Output only the span of lines that begins at the line containing "stool with a single pin per instance." and ends at the last line of the data, both included, exactly as they appear.
··· Provided material ···
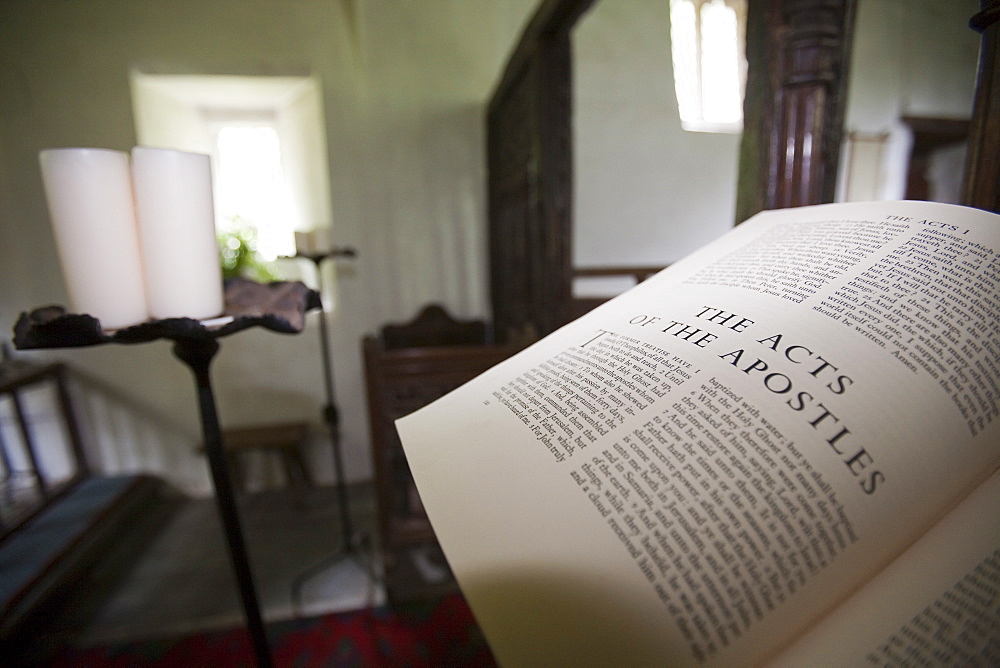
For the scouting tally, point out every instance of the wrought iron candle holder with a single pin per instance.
(280, 307)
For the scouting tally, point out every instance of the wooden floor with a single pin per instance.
(180, 579)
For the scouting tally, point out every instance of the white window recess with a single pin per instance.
(266, 137)
(708, 45)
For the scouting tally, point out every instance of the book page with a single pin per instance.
(938, 604)
(699, 469)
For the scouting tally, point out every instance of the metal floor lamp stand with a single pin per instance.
(353, 545)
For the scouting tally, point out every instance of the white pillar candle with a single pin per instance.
(89, 195)
(173, 191)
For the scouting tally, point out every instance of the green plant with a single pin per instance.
(238, 255)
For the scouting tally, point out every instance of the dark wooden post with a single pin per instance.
(798, 54)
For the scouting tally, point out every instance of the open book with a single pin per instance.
(782, 449)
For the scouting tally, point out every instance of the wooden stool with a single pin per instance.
(286, 439)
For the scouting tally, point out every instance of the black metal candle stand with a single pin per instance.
(354, 546)
(280, 307)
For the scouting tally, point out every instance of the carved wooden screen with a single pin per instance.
(529, 144)
(797, 53)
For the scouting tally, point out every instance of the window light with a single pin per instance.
(250, 186)
(708, 48)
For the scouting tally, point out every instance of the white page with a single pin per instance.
(938, 604)
(558, 574)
···
— Answer to the problem —
For the scouting tally, point out every instance of the wooden stool with a single pin per instance.
(286, 439)
For the scouting tally, point out every instance of the black metal candle stand with a single pin per instance.
(354, 546)
(280, 307)
For the scouting tally, point out every instance of the carved wooden screen with a single pin per instance.
(529, 144)
(797, 53)
For the scouting tally, point out every instance of the window light with a single pin per instance.
(250, 186)
(708, 48)
For the scouting tally, point out every instance of the white page with a single pin per instance.
(938, 604)
(558, 574)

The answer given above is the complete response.